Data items
+++

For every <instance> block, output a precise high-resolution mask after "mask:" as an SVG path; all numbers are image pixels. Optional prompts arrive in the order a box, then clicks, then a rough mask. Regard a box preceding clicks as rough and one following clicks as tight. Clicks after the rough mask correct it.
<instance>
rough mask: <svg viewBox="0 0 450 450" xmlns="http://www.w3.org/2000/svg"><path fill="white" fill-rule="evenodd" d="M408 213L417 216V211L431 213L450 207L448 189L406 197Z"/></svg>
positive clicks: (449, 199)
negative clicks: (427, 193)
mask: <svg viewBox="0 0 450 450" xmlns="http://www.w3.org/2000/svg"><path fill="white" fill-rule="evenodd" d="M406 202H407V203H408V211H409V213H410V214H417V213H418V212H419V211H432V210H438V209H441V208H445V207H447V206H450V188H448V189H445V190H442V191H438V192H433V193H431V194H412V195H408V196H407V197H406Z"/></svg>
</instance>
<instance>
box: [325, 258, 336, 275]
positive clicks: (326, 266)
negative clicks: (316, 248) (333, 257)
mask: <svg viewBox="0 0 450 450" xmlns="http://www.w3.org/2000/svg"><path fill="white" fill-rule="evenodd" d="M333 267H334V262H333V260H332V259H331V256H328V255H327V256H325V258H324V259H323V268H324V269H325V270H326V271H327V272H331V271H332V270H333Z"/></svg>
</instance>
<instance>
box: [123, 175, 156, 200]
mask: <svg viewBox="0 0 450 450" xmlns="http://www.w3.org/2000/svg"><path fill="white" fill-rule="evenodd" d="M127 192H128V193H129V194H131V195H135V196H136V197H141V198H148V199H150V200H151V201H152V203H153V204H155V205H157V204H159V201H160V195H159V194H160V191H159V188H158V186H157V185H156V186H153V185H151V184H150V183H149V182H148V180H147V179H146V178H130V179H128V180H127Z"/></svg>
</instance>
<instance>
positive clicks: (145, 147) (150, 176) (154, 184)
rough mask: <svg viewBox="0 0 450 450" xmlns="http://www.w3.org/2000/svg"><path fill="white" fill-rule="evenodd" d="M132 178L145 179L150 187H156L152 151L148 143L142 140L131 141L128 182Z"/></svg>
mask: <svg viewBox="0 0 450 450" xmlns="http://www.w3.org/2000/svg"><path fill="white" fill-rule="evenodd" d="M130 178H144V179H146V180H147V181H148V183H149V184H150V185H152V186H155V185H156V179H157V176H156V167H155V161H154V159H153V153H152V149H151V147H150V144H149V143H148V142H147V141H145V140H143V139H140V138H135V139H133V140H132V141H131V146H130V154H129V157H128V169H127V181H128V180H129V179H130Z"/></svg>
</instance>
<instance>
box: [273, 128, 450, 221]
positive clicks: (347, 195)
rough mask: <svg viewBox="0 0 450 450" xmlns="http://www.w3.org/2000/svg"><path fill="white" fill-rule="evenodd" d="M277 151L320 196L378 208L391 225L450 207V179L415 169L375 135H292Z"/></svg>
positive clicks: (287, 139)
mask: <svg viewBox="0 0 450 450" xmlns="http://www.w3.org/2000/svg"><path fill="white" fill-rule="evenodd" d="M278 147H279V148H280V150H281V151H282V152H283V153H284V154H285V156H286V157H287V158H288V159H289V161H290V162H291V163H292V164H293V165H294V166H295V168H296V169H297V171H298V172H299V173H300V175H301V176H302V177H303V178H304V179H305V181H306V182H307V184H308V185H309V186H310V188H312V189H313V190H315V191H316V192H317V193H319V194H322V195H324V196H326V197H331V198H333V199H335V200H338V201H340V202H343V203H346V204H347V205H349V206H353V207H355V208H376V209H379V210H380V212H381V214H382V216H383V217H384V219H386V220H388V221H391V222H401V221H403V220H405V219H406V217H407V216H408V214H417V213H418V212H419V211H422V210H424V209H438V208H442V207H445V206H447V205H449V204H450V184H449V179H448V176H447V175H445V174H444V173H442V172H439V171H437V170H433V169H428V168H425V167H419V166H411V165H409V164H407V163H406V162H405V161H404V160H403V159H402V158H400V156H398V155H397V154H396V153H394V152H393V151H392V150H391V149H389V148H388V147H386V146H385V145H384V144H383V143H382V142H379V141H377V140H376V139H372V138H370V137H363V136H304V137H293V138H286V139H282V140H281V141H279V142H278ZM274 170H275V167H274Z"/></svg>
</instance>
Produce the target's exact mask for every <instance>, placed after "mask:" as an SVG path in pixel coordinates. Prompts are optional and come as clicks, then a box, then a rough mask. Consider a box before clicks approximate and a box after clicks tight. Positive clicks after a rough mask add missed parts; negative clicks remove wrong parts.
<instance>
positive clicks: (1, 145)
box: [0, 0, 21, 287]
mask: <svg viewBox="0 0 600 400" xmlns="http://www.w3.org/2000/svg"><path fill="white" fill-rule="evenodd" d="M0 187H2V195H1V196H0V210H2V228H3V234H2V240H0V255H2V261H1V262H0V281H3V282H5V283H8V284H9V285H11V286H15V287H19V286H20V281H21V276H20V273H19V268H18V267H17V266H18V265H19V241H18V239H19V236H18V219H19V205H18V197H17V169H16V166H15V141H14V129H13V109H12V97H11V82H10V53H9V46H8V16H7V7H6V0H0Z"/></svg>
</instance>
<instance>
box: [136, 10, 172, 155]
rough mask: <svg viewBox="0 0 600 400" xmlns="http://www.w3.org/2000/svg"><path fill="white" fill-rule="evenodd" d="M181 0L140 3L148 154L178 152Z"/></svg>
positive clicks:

+++

Give every record again, exactly as it reads.

### RESPONSE TO THE TASK:
For every <instance> block, output a precise high-resolution mask after "mask:" as an SVG path; all numbers are image pixels. Optional prompts arrive in the order a box, then clicks, then a rough mask. Regard a box preceding clicks as rough and one following clicks as tight. Clicks after the rough mask correct it.
<instance>
rough mask: <svg viewBox="0 0 450 450" xmlns="http://www.w3.org/2000/svg"><path fill="white" fill-rule="evenodd" d="M408 213L417 216V211L431 213L450 207L448 189L406 197Z"/></svg>
positive clicks: (449, 199)
negative clicks: (427, 193)
mask: <svg viewBox="0 0 450 450" xmlns="http://www.w3.org/2000/svg"><path fill="white" fill-rule="evenodd" d="M406 202H407V203H408V211H409V213H410V214H417V213H418V212H419V211H432V210H438V209H441V208H445V207H447V206H450V188H448V189H445V190H442V191H438V192H433V193H431V194H412V195H408V196H407V197H406Z"/></svg>
</instance>
<instance>
box: [325, 258, 336, 275]
positive clicks: (326, 266)
negative clicks: (316, 248) (333, 257)
mask: <svg viewBox="0 0 450 450" xmlns="http://www.w3.org/2000/svg"><path fill="white" fill-rule="evenodd" d="M333 267H334V262H333V260H332V259H331V256H328V255H327V256H325V258H324V259H323V268H324V269H325V270H326V271H327V272H331V271H332V270H333Z"/></svg>
</instance>
<instance>
box: [123, 175, 156, 200]
mask: <svg viewBox="0 0 450 450" xmlns="http://www.w3.org/2000/svg"><path fill="white" fill-rule="evenodd" d="M127 192H128V193H129V194H131V195H135V196H136V197H141V198H148V199H150V200H151V201H152V203H153V204H155V205H157V204H159V201H160V195H159V194H160V191H159V188H158V186H157V185H156V186H153V185H151V184H150V183H149V182H148V180H147V179H146V178H130V179H128V180H127Z"/></svg>
</instance>
<instance>
positive clicks: (145, 147) (150, 176) (154, 184)
rough mask: <svg viewBox="0 0 450 450" xmlns="http://www.w3.org/2000/svg"><path fill="white" fill-rule="evenodd" d="M132 178L145 179L150 187H156L152 151L148 143L142 140L131 141L128 182Z"/></svg>
mask: <svg viewBox="0 0 450 450" xmlns="http://www.w3.org/2000/svg"><path fill="white" fill-rule="evenodd" d="M130 178H144V179H146V180H147V181H148V183H149V184H150V185H152V186H155V185H156V179H157V176H156V167H155V161H154V159H153V153H152V149H151V147H150V144H149V143H148V142H147V141H145V140H143V139H140V138H135V139H133V140H132V141H131V146H130V154H129V157H128V169H127V181H128V180H129V179H130Z"/></svg>
</instance>
<instance>
box: [273, 128, 450, 221]
positive clicks: (347, 195)
rough mask: <svg viewBox="0 0 450 450" xmlns="http://www.w3.org/2000/svg"><path fill="white" fill-rule="evenodd" d="M277 151L320 196L378 208L391 225L450 207V179L415 169L375 135H292Z"/></svg>
positive clicks: (287, 139)
mask: <svg viewBox="0 0 450 450" xmlns="http://www.w3.org/2000/svg"><path fill="white" fill-rule="evenodd" d="M278 147H279V148H280V150H281V151H282V152H283V153H284V154H285V156H286V157H287V158H288V159H289V161H290V162H291V163H292V164H293V165H294V166H295V168H296V169H297V171H298V172H299V173H300V175H301V176H302V177H303V178H304V179H305V181H306V182H307V184H308V185H309V186H310V188H312V189H313V190H315V191H316V192H317V193H319V194H322V195H324V196H326V197H331V198H333V199H335V200H338V201H340V202H343V203H346V204H347V205H349V206H353V207H355V208H376V209H379V210H380V212H381V214H382V216H383V217H384V219H386V220H388V221H391V222H401V221H403V220H405V219H406V217H407V216H408V214H417V213H418V212H419V211H422V210H424V209H438V208H442V207H445V206H447V205H449V204H450V184H449V179H448V176H447V175H445V174H444V173H442V172H439V171H437V170H433V169H428V168H425V167H419V166H411V165H409V164H407V163H406V162H405V161H404V160H403V159H402V158H400V156H398V155H397V154H396V153H394V152H393V151H392V150H391V149H389V148H388V147H386V146H385V145H384V144H383V143H382V142H379V141H377V140H376V139H372V138H370V137H363V136H304V137H293V138H286V139H282V140H281V141H279V142H278ZM274 170H275V167H274Z"/></svg>
</instance>
Produce the target's exact mask for every <instance>, placed after "mask:" as an SVG path in pixel coordinates. Prompts are optional and come as clicks, then a box, then a rough mask. Consider a box before clicks approximate and a box after clicks tight. Positive clicks after a rough mask add missed parts; negative clicks remove wrong parts.
<instance>
positive clicks: (1, 145)
box: [0, 0, 21, 287]
mask: <svg viewBox="0 0 600 400" xmlns="http://www.w3.org/2000/svg"><path fill="white" fill-rule="evenodd" d="M0 187H2V195H1V196H0V210H2V228H3V234H2V240H0V255H2V261H1V262H0V281H3V282H5V283H8V284H9V285H11V286H15V287H19V286H20V281H21V276H20V273H19V268H18V267H17V266H18V265H19V241H18V239H19V236H18V219H19V205H18V197H17V169H16V166H15V141H14V129H13V109H12V97H11V82H10V53H9V46H8V16H7V7H6V0H0Z"/></svg>
</instance>
<instance>
box: [136, 10, 172, 155]
rough mask: <svg viewBox="0 0 600 400" xmlns="http://www.w3.org/2000/svg"><path fill="white" fill-rule="evenodd" d="M181 0L140 3L148 154L178 152Z"/></svg>
positive clicks:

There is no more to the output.